# İstenen:
Aşağıdaki sayfa alıntısını baştan sona, tek bir harfini bile değiştirmeden yeniden yazın.
::: Sayfa alıntısı
Çobandı holding patronu oldu

Güncelleme Tarihi:

Çobandı holding patronu oldu
Oluşturulma Tarihi: Şubat 03, 2013 00:00

Bir başarı öyküsü ‘Tarladan Şanghay’a’. Çobanlıktan holding patronluğuna ilerleyişin, İspir’den dünyaya açılışın hikâyesini anlatıyor. Öykünün kahramanı Ali Rıza Koç’la Destek yayınlarından çıkan kitabıyla ilgili konuştuk.

Haberin Devamı

Gerçek anlamda bir ‘başarı öyküsü’ Tarladan Şanghay’a. Bunu neye borçlusunuz?
- Doğru bildiğiniz yolda sabırla ve istikrarla ilerlemek önemli. Kısa yoldan köşeyi dönmeye çalışmak ne bürokraside ne de iş hayatında başarı getirir. İşinizi yaparken gereksiz kaygılardan ve aşırı hırstan uzak durmak muvaffakiyete giden yolda önemli adımlar. Bir de iş hayatında hiçbir zaman ümitsizliğe kapılmamak gerek. Tabii yokluklar da insanı hırslandırıyor, motivasyon kaynağı oluyor hayata daha sıkı tutunmak için. Mecbursun çünkü başka çaren yok, hayatta kalmak için çalışmalısın.
Tüm bunlar olurken, ‘şans’ faktörü ne kadar yanınızdaydı?
::::::
::: Gösterilen veriler
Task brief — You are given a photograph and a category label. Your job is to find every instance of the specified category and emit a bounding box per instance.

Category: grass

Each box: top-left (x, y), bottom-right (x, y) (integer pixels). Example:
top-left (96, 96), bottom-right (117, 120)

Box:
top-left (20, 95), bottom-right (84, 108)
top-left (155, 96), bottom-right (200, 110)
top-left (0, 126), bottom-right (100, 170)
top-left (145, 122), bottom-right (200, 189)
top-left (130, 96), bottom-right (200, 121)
::::::
# Çözüm:
Çobandı holding patronu oldu

Güncelleme Tarihi:

Çobandı holding patronu oldu
Oluşturulma Tarihi: Şubat 03, 2013 00:00

Bir başarı öyküsü ‘Tarladan Şanghay’a’. Çobanlıktan holding patronluğuna ilerleyişin, İspir’den dünyaya açılışın hikâyesini anlatıyor. Öykünün kahramanı Ali Rıza Koç’la Destek yayınlarından çıkan kitabıyla ilgili konuştuk.

Haberin Devamı

Gerçek anlamda bir ‘başarı öyküsü’ Tarladan Şanghay’a. Bunu neye borçlusunuz?
- Doğru bildiğiniz yolda sabırla ve istikrarla ilerlemek önemli. Kısa yoldan köşeyi dönmeye çalışmak ne bürokraside ne de iş hayatında başarı getirir. İşinizi yaparken gereksiz kaygılardan ve aşırı hırstan uzak durmak muvaffakiyete giden yolda önemli adımlar. Bir de iş hayatında hiçbir zaman ümitsizliğe kapılmamak gerek. Tabii yokluklar da insanı hırslandırıyor, motivasyon kaynağı oluyor hayata daha sıkı tutunmak için. Mecbursun çünkü başka çaren yok, hayatta kalmak için çalışmalısın.
Tüm bunlar olurken, ‘şans’ faktörü ne kadar yanınızdaydı?